> [Material]
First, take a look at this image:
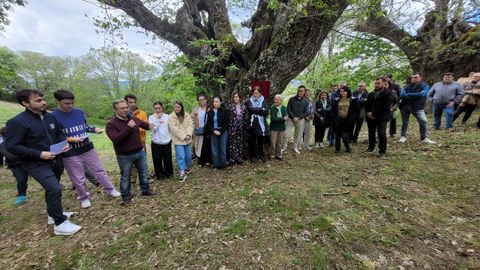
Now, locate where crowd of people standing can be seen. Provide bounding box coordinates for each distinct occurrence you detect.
[0,70,480,235]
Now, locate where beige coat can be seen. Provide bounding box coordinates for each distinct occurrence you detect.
[168,112,193,145]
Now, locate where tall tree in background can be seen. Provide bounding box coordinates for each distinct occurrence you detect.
[94,0,348,97]
[355,0,480,83]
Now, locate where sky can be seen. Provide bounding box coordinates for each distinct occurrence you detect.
[0,0,162,56]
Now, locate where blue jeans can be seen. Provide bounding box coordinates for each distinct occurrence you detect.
[400,107,428,140]
[22,162,67,225]
[117,149,150,198]
[175,144,192,173]
[433,103,454,129]
[10,165,28,196]
[210,132,228,169]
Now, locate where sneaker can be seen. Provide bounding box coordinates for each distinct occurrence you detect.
[421,138,436,144]
[142,189,153,196]
[178,173,187,183]
[110,189,122,198]
[14,195,27,206]
[53,220,82,235]
[47,212,75,225]
[82,199,92,208]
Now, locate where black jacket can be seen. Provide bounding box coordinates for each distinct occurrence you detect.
[245,100,270,136]
[365,88,393,122]
[313,99,332,126]
[205,108,229,135]
[5,109,66,165]
[332,99,356,130]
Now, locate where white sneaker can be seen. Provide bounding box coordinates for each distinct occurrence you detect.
[47,212,75,225]
[82,199,92,208]
[53,219,82,235]
[110,189,122,198]
[421,138,436,144]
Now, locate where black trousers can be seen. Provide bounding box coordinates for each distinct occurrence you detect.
[351,117,365,143]
[23,163,67,225]
[335,119,351,151]
[367,119,387,154]
[453,104,477,123]
[248,134,265,159]
[315,124,328,143]
[150,141,173,179]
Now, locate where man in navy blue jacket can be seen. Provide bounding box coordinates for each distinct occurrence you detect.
[6,89,82,235]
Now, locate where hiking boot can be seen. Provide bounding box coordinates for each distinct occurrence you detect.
[421,138,436,144]
[142,189,154,196]
[109,189,122,198]
[13,195,27,206]
[47,212,75,225]
[81,199,92,209]
[53,220,82,235]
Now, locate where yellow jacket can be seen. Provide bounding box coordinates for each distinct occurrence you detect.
[168,112,193,145]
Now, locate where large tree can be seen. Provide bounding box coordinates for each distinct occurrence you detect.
[355,0,480,83]
[99,0,348,97]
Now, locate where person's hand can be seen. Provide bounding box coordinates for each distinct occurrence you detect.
[127,119,137,128]
[62,144,70,153]
[68,137,85,143]
[40,151,55,160]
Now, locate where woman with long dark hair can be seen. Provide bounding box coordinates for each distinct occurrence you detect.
[313,91,332,148]
[205,97,228,169]
[168,101,193,182]
[246,86,269,163]
[228,91,248,165]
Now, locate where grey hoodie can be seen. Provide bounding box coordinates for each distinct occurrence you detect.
[428,81,464,104]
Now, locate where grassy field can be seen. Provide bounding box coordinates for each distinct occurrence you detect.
[0,100,480,269]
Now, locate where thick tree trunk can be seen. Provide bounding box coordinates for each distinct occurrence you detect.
[355,0,480,84]
[101,0,347,98]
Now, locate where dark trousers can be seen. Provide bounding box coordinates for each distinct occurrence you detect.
[453,104,477,123]
[315,124,328,143]
[248,134,264,159]
[23,163,67,225]
[335,119,351,152]
[151,141,173,179]
[351,117,365,143]
[367,120,387,154]
[10,165,28,196]
[388,111,397,136]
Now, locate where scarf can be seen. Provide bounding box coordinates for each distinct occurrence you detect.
[250,96,265,135]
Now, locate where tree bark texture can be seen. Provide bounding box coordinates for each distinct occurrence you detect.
[99,0,348,98]
[355,0,480,84]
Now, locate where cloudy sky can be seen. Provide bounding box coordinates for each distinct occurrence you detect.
[0,0,165,56]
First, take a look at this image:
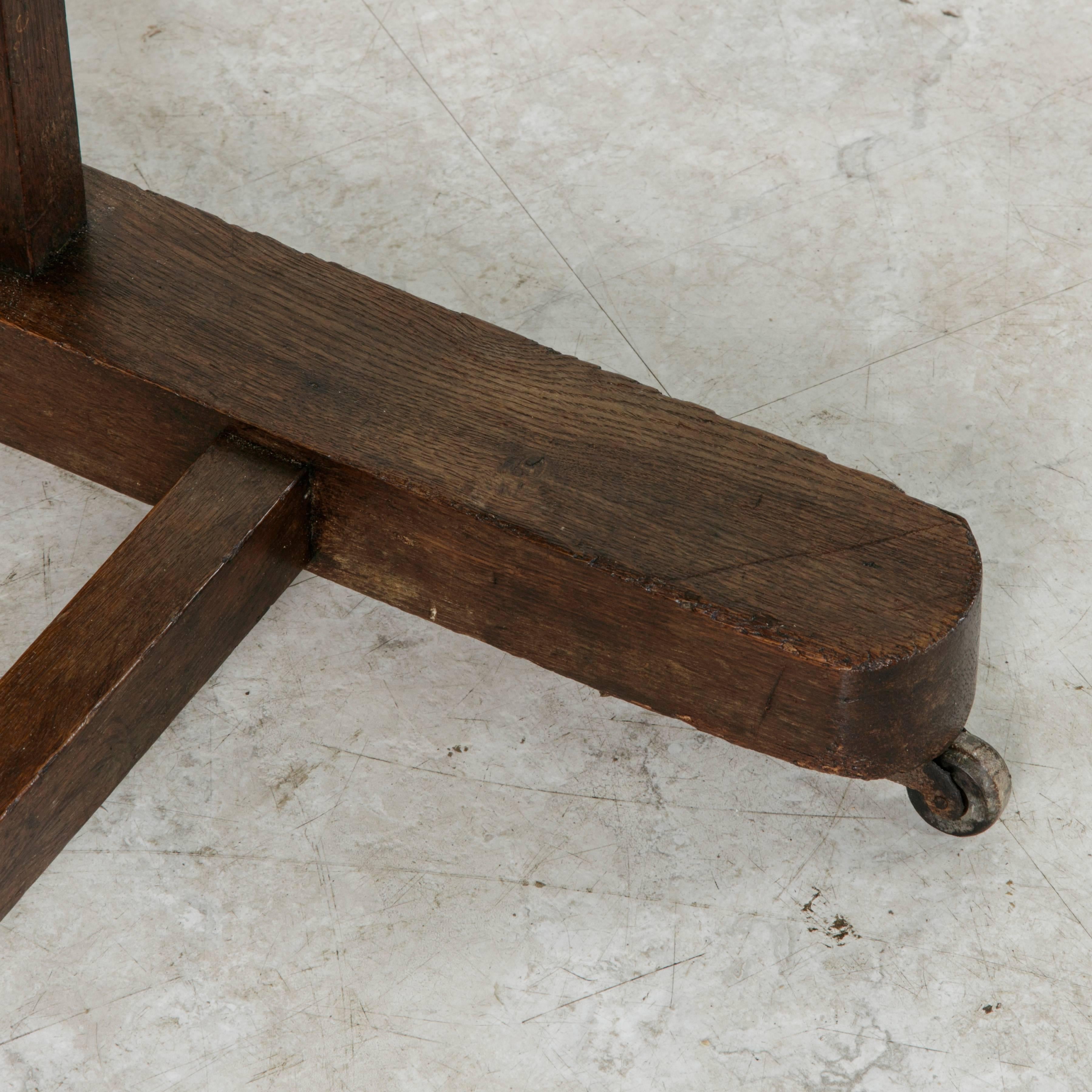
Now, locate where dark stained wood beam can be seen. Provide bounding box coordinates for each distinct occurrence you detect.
[0,169,982,778]
[0,440,309,918]
[0,0,85,273]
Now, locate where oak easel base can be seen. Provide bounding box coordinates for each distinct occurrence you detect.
[0,0,1009,916]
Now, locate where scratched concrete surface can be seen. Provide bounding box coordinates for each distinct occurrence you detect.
[0,0,1092,1092]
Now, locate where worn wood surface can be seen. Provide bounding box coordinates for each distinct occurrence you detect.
[0,441,308,917]
[0,169,981,778]
[0,0,84,273]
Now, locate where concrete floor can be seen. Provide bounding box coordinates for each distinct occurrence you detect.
[0,0,1092,1092]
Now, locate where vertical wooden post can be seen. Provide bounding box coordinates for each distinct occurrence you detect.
[0,0,86,273]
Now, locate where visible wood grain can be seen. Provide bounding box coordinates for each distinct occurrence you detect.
[0,169,981,778]
[0,441,308,917]
[0,0,84,273]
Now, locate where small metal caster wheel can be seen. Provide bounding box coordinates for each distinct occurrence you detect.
[901,732,1012,838]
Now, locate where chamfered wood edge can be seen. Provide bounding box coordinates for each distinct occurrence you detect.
[0,304,981,778]
[0,168,976,663]
[0,436,310,918]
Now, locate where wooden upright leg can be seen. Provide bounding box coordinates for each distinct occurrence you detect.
[0,0,86,273]
[0,441,309,918]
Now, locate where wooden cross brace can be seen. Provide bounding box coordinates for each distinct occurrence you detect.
[0,0,1008,917]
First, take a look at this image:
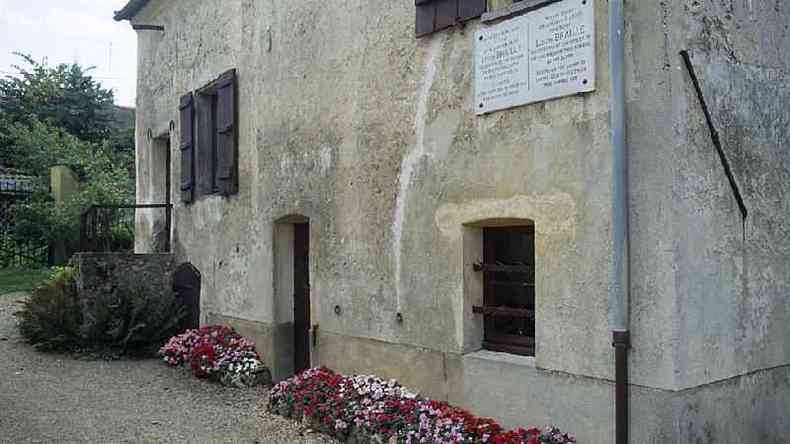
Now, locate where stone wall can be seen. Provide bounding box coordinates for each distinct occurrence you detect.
[72,253,174,315]
[130,0,790,443]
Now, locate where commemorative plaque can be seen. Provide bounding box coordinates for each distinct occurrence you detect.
[474,0,595,114]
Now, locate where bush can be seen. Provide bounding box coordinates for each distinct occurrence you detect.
[269,368,576,444]
[81,288,186,355]
[16,267,82,351]
[16,267,186,357]
[159,325,271,387]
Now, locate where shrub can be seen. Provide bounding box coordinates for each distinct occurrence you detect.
[16,267,186,356]
[16,267,82,351]
[81,287,186,355]
[269,368,576,444]
[159,325,271,387]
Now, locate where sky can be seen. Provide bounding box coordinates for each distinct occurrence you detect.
[0,0,137,106]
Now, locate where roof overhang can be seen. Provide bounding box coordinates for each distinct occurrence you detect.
[115,0,149,22]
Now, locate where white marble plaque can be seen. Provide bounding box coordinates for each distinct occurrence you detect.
[474,0,595,114]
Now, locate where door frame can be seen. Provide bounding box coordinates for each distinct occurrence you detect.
[270,215,315,382]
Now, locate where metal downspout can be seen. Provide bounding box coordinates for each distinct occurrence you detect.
[609,0,631,444]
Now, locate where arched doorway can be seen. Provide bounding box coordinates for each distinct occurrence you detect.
[294,223,310,373]
[173,262,200,329]
[274,216,312,378]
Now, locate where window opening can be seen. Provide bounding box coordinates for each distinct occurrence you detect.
[473,225,535,356]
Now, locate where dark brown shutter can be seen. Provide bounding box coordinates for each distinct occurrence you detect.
[178,93,195,203]
[458,0,486,22]
[195,92,216,198]
[414,0,486,37]
[415,0,436,37]
[433,0,458,31]
[216,70,239,196]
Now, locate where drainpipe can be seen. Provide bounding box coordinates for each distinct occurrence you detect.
[609,0,631,444]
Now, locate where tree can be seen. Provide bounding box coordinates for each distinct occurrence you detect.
[0,53,115,143]
[0,54,134,256]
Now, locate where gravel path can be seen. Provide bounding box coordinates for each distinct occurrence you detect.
[0,293,336,444]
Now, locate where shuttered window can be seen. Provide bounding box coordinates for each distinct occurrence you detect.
[414,0,486,37]
[178,93,195,203]
[181,70,238,202]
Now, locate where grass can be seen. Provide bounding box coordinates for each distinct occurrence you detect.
[0,268,52,296]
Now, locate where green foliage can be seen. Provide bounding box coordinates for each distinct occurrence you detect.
[11,122,134,245]
[16,267,186,356]
[82,287,186,354]
[0,268,51,296]
[0,53,115,143]
[0,54,135,250]
[16,268,82,351]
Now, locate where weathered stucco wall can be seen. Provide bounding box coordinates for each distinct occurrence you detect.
[137,1,611,377]
[135,0,790,442]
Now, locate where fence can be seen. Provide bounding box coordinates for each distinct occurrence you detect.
[0,175,50,268]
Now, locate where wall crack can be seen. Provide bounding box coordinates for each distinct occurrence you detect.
[680,50,749,224]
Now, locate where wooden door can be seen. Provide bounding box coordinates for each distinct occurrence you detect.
[294,223,310,373]
[173,263,200,329]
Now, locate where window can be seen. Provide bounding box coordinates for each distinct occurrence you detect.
[414,0,486,37]
[473,224,535,356]
[180,70,238,202]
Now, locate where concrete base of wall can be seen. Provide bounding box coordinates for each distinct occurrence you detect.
[204,313,294,382]
[207,314,790,444]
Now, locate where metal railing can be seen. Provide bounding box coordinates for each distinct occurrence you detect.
[79,203,173,253]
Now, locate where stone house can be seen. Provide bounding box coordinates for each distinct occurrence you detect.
[116,0,790,443]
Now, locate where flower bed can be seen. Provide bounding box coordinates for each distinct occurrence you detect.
[159,325,271,387]
[269,367,576,444]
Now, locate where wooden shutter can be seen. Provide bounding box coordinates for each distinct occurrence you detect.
[195,91,216,198]
[178,93,195,203]
[414,0,486,37]
[458,0,486,22]
[216,70,238,196]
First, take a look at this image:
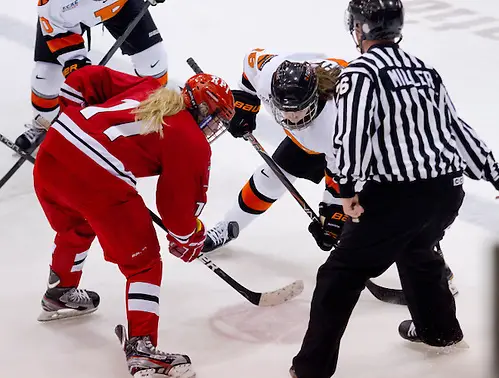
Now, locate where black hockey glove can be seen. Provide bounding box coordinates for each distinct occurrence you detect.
[227,89,261,138]
[62,58,92,77]
[308,202,348,251]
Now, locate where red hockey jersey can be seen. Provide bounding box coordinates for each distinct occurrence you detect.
[42,66,211,242]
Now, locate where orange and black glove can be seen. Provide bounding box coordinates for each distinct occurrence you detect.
[62,58,92,78]
[308,202,348,251]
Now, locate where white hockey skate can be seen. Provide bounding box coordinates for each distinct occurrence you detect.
[38,270,100,322]
[114,324,196,378]
[202,221,239,253]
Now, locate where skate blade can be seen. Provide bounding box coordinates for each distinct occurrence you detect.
[133,364,196,378]
[167,364,196,378]
[37,308,97,322]
[258,280,305,307]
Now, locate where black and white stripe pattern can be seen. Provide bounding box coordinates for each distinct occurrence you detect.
[51,113,137,188]
[128,282,160,316]
[330,44,499,197]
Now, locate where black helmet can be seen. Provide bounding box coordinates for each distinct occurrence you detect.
[345,0,404,41]
[270,60,319,130]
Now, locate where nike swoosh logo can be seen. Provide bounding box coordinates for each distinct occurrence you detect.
[47,280,61,289]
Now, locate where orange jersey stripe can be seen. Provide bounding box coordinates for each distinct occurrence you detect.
[31,92,59,110]
[241,181,272,212]
[327,58,348,68]
[324,172,340,193]
[283,128,320,155]
[47,34,84,52]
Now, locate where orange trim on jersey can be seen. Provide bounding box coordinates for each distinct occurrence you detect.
[324,171,340,194]
[327,58,348,68]
[31,92,59,110]
[283,128,320,155]
[156,72,168,86]
[241,181,272,212]
[47,34,85,52]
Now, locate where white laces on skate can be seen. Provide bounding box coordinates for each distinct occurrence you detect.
[68,289,91,303]
[142,337,167,356]
[206,221,229,247]
[407,323,418,337]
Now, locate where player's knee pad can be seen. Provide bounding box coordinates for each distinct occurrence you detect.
[31,62,64,121]
[131,42,168,85]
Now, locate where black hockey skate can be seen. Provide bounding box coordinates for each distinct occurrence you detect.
[445,265,459,296]
[15,115,50,152]
[114,324,196,378]
[399,320,469,349]
[202,221,239,253]
[399,320,422,343]
[38,270,100,322]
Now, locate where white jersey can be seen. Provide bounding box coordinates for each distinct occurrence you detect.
[38,0,127,65]
[241,49,347,176]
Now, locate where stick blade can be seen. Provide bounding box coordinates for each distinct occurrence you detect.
[258,280,305,307]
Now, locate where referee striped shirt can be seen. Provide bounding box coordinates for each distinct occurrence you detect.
[330,43,499,198]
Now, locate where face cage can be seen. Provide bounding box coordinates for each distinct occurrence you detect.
[270,95,319,131]
[199,111,229,144]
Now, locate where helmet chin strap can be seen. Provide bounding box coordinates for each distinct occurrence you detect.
[351,30,366,54]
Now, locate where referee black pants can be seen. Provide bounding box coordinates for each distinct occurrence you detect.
[293,173,464,378]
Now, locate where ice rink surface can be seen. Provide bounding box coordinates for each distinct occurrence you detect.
[0,0,499,378]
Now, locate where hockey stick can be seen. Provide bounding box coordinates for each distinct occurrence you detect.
[366,243,458,306]
[187,58,405,303]
[0,1,151,188]
[149,210,304,307]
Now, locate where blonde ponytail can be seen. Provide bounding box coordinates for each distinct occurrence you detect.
[315,66,342,101]
[133,88,185,138]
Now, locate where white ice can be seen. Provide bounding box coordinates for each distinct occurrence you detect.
[0,0,499,378]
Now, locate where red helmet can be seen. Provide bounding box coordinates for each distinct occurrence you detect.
[182,73,235,143]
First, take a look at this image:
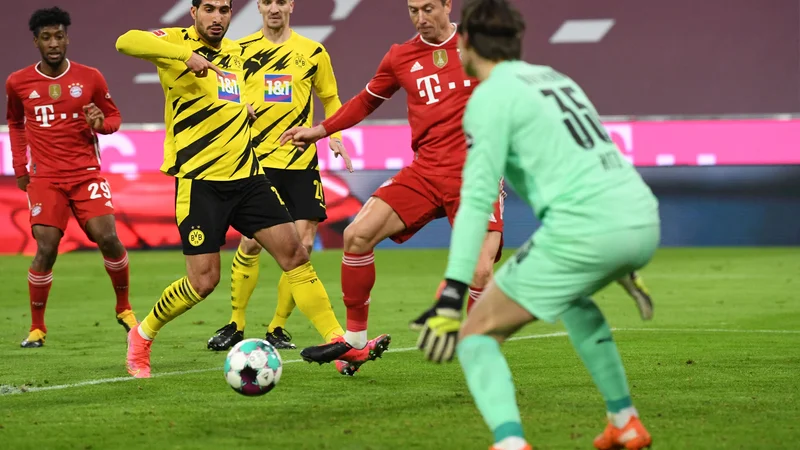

> [Exercise description] Format the material as a two-column CSV with the headers label_request and bounding_boxes, beginning at the line containing "Now, locate where shuttered" and continuing through the line containing "[0,268,52,296]". Give each request its own row, with its text in one quoted field, its answer in another, and any line breaks replaced by spaces.

> [Solution to the problem]
label_request,bounding_boxes
"Now, locate where shuttered window can be seen. Provide bounding box coordinates for each distinct occurrence you detect.","[414,0,486,37] [178,93,195,203] [181,70,238,202]"
"Now, locate where grass can be seen. Provide bounding box coordinates for each distinct occurrence you detect.","[0,268,52,296]"